* **Your objective**
Everything from the line that contains "pin: the orange" through the final line of the records should be written out exactly, and nothing outside that span.

* **Information provided**

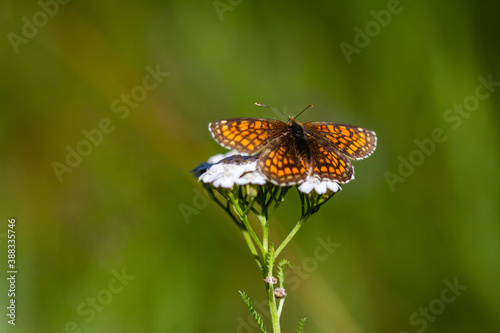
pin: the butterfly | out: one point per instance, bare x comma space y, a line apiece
293, 151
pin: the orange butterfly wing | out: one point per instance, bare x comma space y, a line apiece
246, 135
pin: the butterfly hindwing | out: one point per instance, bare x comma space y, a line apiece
280, 162
356, 142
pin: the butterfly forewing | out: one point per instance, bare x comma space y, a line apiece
356, 142
246, 135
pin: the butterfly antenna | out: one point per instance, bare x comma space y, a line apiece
258, 104
308, 107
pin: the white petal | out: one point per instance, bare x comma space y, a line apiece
306, 187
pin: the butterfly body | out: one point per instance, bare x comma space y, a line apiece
293, 151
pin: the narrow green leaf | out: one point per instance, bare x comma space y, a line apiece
301, 325
281, 272
256, 316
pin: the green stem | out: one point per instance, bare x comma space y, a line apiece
243, 217
252, 248
290, 235
275, 318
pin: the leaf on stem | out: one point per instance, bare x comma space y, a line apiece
301, 325
281, 272
256, 316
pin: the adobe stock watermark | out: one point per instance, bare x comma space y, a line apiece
453, 116
31, 27
228, 6
420, 319
121, 106
372, 29
293, 279
95, 304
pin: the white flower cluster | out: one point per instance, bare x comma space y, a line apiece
227, 170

* **Written answer**
pin: the orange butterfly wing | out: one point per instance, bare x comma space y, a line apiece
246, 135
pin: the butterfly hindwing | out: one point per instance, bare x comma space y, a line apiece
280, 162
356, 142
pin: the butterfly forewing | out: one point per instance, bare x comma space y, a line apiece
356, 142
246, 135
pin: the butterfly antenna | out: one point per instance, bare x comma space y, a line apiece
258, 104
308, 107
pin: the white petal | out: one point per instance, bare x comma space y, a line apiece
306, 187
pin: the butterfly body | out: one point per instance, bare x comma space y, a line apiece
293, 151
pin: the narrow green leaf | out: one point per instance, bare x comma space y, a line apiece
301, 325
281, 272
256, 316
pin: the green stem | out: one point per instance, bare x comma space y, a line apiece
243, 217
252, 248
290, 235
275, 318
pin: the leaf on stem | out: one point per instance, bare x comma space y, a line apiece
301, 325
281, 272
256, 316
pin: the adobe stock watermark | out: one point per instance, bare x comma space y, a line apiece
453, 116
31, 27
228, 6
420, 319
121, 106
372, 29
293, 279
95, 304
pin: the white flower cluster | out: one point per instance, bare x comma space y, a line apiece
227, 170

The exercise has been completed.